The task:
Tally the lines of the records that contain the string "nose" and reply with the count alone.

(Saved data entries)
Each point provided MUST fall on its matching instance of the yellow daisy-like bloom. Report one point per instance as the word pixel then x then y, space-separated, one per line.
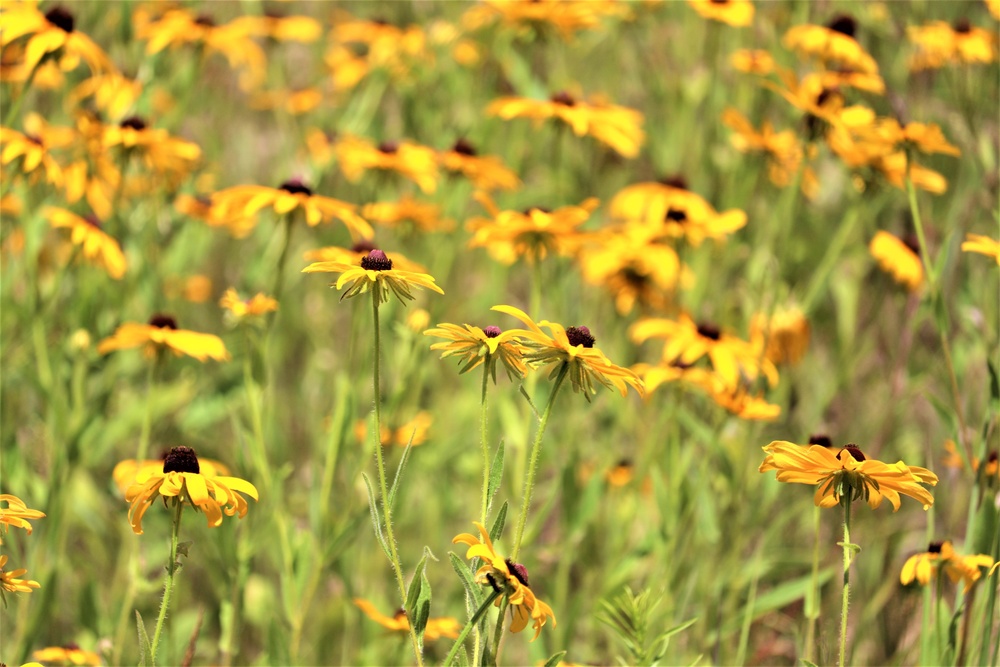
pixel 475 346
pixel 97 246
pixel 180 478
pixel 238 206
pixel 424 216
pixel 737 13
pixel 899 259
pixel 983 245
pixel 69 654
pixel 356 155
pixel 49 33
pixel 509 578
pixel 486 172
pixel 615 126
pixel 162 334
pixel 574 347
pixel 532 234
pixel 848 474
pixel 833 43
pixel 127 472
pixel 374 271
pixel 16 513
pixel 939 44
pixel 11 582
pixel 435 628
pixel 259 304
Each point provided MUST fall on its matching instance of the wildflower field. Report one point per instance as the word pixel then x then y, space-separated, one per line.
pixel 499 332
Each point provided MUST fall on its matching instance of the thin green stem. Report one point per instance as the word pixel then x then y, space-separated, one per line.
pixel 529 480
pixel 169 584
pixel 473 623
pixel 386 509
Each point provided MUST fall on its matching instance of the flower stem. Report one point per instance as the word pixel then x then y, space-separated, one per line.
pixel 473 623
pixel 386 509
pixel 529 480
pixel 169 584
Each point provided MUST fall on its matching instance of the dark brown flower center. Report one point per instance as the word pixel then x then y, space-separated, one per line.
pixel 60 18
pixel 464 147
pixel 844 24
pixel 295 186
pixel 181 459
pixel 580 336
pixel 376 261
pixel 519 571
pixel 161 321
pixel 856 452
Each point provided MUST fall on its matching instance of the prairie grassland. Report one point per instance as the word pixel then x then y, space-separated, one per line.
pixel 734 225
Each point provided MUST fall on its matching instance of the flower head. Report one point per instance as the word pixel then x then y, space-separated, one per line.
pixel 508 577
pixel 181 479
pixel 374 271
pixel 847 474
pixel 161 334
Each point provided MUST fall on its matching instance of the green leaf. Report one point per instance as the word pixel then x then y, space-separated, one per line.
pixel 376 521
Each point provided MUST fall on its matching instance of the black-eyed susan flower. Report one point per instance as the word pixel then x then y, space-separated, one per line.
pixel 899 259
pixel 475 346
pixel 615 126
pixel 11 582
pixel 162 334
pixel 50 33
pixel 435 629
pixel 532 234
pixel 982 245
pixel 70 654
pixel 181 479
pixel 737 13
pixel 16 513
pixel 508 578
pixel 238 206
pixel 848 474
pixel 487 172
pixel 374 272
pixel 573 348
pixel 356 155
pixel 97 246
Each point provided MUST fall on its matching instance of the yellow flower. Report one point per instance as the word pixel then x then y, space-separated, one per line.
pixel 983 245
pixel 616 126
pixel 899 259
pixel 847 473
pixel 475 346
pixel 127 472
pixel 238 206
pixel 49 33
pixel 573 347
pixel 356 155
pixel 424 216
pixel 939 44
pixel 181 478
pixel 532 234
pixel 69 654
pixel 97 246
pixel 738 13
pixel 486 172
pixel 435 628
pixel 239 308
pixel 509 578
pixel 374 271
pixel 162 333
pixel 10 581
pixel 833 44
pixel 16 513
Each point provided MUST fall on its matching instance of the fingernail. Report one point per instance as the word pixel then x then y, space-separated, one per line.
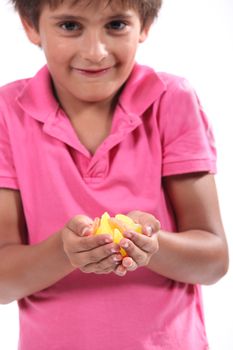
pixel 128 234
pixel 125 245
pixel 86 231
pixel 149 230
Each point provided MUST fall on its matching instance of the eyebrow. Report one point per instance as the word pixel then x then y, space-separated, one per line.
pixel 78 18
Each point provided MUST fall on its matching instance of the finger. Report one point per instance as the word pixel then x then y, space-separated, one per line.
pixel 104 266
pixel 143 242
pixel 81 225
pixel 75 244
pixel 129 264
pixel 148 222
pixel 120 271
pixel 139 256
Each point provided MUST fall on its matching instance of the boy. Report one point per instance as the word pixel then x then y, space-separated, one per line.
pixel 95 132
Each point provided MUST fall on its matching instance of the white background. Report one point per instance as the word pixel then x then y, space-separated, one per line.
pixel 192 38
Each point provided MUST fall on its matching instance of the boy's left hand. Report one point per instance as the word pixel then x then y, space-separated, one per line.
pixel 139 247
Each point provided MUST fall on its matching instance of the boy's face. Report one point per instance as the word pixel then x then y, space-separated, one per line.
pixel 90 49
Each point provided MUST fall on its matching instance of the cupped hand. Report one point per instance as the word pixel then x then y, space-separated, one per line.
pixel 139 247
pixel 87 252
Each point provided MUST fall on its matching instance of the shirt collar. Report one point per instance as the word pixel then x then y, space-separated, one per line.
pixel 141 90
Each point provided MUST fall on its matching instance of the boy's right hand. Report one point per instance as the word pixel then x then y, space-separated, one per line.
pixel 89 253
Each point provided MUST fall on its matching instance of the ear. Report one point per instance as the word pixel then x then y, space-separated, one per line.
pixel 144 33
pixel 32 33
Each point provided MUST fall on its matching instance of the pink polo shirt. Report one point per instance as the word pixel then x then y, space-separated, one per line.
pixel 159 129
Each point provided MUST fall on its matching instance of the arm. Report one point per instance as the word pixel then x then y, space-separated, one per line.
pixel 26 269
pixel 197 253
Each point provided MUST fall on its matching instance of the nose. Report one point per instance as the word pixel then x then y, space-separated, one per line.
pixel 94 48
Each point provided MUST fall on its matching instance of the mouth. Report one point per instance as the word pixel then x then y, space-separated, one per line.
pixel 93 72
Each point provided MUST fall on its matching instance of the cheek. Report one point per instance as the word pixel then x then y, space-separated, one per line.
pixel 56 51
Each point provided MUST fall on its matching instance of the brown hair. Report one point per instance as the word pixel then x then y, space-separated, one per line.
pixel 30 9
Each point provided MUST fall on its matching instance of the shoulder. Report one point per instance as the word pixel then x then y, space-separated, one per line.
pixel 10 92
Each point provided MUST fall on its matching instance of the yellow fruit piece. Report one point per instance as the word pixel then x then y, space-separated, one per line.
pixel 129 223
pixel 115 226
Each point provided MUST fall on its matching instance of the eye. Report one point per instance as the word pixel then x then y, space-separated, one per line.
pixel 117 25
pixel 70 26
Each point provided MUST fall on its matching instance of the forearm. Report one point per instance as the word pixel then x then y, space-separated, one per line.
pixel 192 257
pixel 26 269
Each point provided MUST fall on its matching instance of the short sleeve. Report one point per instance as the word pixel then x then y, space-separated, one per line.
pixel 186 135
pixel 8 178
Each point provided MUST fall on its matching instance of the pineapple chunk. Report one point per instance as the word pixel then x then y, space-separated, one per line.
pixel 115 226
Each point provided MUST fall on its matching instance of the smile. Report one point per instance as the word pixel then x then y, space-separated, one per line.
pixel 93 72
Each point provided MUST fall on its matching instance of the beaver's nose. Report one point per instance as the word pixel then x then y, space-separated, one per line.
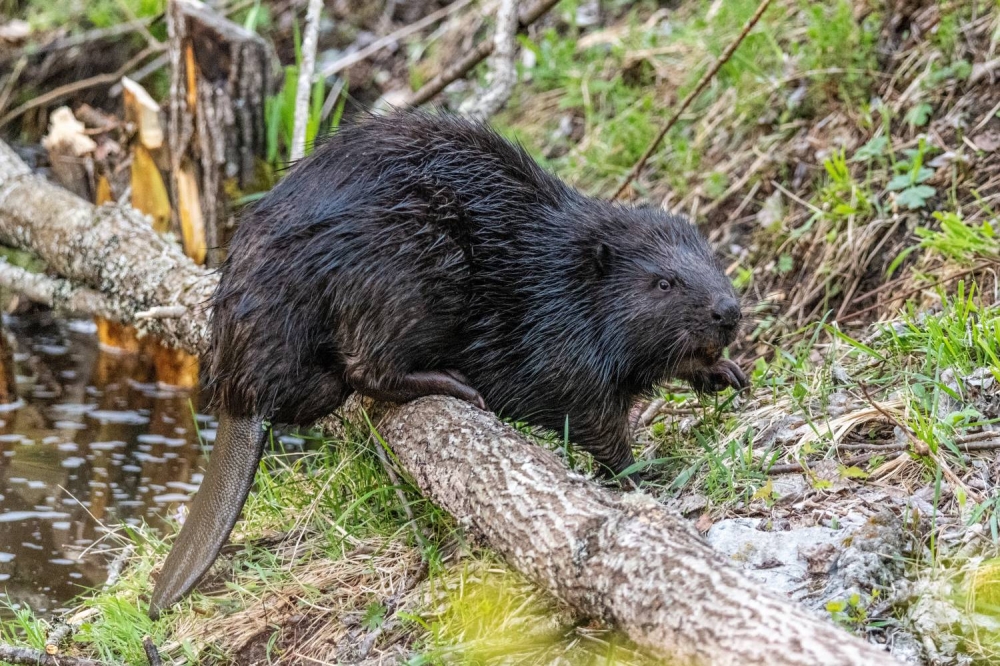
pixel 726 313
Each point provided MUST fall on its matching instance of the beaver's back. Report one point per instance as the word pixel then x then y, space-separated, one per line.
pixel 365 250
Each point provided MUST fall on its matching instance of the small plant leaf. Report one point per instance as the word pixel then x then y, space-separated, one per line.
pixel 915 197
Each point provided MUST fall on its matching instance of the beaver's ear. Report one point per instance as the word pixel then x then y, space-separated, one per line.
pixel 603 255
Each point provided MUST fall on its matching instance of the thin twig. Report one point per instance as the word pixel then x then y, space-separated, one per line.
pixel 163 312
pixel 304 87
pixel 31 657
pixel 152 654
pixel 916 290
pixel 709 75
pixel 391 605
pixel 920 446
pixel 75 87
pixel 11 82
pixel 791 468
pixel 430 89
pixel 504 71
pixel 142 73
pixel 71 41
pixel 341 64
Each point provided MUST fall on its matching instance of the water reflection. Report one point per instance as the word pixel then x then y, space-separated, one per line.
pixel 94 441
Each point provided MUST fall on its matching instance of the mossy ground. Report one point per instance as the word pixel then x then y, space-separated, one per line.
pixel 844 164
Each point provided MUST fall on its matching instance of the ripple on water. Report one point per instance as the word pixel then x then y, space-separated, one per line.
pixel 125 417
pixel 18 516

---

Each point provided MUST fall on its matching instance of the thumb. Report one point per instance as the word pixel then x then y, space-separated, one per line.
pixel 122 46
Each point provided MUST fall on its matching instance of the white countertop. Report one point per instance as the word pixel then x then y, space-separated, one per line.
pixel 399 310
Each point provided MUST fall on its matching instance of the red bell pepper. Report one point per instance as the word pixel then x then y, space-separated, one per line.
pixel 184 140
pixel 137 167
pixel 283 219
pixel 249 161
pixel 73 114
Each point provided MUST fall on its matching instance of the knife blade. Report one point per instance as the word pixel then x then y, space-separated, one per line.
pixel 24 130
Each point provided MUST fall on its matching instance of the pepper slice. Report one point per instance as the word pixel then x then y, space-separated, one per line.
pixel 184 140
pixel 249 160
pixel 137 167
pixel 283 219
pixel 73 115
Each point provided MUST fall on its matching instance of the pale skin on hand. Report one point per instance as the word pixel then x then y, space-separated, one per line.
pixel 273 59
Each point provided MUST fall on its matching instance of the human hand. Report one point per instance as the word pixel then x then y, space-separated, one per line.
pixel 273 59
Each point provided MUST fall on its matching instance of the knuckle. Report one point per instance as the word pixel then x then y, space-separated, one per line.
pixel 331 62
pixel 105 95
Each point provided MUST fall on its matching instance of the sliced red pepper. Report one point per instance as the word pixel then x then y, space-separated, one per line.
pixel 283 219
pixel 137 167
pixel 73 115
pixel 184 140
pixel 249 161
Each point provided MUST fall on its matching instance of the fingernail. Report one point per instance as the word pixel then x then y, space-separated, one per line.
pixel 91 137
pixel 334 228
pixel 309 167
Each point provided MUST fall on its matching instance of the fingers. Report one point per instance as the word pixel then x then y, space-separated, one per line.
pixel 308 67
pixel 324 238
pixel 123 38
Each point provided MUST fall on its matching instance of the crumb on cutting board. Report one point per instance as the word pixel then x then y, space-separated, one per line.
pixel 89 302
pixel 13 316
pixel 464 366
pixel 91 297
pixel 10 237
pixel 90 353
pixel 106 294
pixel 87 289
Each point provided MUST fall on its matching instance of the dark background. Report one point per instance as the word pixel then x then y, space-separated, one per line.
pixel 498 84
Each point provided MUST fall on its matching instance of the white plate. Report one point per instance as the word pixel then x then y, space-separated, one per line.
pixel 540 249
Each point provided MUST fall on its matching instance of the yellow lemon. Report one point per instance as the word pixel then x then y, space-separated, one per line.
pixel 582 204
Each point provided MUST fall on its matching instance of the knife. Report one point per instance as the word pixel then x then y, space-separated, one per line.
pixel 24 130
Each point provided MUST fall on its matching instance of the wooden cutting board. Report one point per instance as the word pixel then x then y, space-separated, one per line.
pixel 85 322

Finished answer:
2